[Start of Data for processing]
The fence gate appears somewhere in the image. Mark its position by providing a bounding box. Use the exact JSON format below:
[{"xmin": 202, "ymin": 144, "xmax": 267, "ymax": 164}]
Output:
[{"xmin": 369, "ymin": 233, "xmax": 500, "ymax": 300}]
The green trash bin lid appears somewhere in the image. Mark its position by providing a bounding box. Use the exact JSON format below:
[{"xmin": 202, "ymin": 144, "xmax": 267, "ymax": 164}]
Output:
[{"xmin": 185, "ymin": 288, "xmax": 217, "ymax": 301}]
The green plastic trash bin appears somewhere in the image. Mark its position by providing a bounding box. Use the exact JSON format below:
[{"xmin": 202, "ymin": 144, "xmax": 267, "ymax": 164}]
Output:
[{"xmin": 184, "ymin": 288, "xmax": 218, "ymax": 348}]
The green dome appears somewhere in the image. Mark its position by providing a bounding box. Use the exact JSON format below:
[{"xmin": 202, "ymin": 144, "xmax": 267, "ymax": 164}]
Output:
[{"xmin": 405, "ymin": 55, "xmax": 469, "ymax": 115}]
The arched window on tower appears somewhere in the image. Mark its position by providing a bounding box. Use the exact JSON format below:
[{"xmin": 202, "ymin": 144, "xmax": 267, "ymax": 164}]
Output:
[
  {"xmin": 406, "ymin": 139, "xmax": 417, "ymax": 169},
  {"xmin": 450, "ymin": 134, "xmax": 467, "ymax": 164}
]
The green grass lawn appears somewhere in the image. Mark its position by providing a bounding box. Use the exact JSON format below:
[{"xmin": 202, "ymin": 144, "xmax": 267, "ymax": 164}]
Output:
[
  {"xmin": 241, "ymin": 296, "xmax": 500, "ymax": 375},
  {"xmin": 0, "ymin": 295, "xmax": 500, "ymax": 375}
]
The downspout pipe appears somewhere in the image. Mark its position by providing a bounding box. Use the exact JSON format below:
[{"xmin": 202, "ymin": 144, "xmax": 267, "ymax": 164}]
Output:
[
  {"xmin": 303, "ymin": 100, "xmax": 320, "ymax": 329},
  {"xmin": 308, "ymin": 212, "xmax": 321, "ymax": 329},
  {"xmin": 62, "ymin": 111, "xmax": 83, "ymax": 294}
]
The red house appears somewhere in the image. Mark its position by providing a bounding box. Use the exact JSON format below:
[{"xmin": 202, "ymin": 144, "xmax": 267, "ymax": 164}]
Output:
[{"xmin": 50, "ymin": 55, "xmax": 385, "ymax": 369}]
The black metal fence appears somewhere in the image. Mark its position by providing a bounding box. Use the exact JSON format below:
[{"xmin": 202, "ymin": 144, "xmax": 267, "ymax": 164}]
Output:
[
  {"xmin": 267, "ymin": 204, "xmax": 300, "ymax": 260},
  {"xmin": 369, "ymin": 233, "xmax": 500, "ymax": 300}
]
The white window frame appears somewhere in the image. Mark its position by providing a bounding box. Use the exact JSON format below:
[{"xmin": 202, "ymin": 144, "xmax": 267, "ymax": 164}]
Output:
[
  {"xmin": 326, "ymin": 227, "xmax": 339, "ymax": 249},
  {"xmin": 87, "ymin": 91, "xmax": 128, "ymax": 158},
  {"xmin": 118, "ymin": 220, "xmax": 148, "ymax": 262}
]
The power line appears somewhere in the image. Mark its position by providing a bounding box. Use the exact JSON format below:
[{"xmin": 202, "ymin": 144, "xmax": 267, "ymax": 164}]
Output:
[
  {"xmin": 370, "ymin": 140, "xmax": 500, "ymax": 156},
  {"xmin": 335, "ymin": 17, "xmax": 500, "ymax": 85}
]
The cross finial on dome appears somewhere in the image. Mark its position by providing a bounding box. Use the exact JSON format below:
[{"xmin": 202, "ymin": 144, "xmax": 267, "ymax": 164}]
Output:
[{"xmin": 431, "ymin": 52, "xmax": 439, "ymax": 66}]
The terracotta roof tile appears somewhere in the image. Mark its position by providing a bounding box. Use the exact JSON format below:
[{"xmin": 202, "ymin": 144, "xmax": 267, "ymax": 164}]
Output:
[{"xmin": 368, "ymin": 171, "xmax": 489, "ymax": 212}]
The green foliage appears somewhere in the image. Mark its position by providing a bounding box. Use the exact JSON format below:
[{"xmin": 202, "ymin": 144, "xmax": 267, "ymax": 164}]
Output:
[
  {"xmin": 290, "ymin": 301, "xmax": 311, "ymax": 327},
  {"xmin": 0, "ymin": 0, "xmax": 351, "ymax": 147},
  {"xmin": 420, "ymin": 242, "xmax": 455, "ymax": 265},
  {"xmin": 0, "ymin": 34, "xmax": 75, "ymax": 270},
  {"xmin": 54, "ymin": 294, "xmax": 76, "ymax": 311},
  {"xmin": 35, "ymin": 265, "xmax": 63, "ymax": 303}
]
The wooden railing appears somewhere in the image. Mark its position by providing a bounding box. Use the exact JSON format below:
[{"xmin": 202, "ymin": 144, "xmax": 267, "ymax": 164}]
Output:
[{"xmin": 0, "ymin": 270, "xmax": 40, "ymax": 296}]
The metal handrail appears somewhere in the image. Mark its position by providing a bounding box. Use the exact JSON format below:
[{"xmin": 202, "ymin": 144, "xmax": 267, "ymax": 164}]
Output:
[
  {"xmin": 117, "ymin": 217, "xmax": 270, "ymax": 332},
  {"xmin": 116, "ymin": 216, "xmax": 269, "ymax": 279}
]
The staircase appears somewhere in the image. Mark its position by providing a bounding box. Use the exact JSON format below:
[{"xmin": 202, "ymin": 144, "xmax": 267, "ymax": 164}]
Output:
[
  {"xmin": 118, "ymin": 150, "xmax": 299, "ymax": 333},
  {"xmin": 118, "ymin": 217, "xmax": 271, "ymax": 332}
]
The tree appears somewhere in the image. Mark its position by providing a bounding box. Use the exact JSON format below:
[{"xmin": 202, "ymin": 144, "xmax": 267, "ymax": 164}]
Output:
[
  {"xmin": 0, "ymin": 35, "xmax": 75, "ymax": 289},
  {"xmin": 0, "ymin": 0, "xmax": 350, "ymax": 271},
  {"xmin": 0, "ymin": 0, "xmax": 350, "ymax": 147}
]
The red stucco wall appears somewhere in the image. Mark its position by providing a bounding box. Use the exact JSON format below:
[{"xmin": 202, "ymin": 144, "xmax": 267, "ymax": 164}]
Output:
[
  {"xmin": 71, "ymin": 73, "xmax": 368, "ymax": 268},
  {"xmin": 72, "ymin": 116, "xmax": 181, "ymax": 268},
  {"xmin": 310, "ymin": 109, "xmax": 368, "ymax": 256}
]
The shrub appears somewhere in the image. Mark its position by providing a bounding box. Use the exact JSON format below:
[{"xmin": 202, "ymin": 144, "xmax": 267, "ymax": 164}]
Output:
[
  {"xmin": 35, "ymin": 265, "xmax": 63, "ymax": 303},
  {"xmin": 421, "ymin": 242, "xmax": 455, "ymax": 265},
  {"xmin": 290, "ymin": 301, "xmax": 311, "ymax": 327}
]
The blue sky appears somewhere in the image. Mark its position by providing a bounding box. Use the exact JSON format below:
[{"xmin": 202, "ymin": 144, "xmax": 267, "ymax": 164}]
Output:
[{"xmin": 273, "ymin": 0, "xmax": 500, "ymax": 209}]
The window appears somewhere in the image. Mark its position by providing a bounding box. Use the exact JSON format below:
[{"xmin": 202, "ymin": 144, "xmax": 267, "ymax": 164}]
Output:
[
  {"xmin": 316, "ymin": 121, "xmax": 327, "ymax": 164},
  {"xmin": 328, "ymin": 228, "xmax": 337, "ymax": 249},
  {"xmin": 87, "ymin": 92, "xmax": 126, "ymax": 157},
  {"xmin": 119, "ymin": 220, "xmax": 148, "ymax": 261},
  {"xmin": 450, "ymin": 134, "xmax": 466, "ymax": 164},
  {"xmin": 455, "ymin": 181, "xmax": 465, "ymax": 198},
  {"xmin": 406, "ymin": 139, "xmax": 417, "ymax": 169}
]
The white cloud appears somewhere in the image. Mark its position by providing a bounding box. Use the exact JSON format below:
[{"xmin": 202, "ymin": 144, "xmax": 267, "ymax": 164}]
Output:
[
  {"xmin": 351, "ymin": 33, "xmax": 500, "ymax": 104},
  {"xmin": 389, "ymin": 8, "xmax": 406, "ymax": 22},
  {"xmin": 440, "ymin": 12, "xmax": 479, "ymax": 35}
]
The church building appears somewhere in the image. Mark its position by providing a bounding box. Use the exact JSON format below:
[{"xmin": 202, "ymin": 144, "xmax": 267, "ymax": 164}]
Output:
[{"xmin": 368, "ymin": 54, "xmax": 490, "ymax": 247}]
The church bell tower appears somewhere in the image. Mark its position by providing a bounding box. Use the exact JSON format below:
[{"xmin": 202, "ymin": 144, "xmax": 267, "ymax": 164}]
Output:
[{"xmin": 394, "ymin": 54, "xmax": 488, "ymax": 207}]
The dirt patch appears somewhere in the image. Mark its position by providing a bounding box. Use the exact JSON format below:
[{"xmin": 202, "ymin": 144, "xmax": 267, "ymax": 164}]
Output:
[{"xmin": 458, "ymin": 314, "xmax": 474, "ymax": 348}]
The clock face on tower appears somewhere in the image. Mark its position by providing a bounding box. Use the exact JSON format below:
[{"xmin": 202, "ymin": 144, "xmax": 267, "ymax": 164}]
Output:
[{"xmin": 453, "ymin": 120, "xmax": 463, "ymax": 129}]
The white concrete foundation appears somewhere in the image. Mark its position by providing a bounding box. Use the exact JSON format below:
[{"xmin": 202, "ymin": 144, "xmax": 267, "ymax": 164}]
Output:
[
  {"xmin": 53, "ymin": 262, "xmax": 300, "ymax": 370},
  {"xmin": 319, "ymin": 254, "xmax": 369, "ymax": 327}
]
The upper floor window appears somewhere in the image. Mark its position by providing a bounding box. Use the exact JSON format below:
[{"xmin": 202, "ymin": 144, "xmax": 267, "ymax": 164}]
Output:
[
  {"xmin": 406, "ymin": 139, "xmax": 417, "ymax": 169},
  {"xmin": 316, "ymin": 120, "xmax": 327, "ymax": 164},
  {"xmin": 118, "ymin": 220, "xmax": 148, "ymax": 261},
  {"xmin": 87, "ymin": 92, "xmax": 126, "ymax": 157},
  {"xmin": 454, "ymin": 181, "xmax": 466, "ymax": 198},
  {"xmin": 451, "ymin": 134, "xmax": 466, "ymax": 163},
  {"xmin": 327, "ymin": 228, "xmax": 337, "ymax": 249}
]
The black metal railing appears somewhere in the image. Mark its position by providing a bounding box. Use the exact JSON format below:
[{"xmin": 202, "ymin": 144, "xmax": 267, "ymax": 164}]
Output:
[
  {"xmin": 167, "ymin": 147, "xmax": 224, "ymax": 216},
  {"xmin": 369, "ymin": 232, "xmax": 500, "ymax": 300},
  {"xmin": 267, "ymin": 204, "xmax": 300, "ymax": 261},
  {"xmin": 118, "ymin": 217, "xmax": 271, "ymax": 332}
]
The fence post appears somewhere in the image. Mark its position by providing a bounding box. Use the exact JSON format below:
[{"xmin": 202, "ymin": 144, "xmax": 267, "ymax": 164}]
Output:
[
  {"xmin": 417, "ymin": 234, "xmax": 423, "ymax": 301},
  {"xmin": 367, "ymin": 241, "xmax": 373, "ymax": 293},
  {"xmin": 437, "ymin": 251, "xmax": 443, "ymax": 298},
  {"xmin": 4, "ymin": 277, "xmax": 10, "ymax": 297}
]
[End of Data for processing]
# Work to do
In the object detection data above, identify every line that contains the word "trash", with case counting, and copy each of those lines.

# Written reply
The green trash bin lid appears somewhere in the image. Mark its position by providing a bounding box. Use the exact JSON format below:
The green plastic trash bin appears somewhere in the image. Mark its position by providing a bounding box. Use the exact JSON format below:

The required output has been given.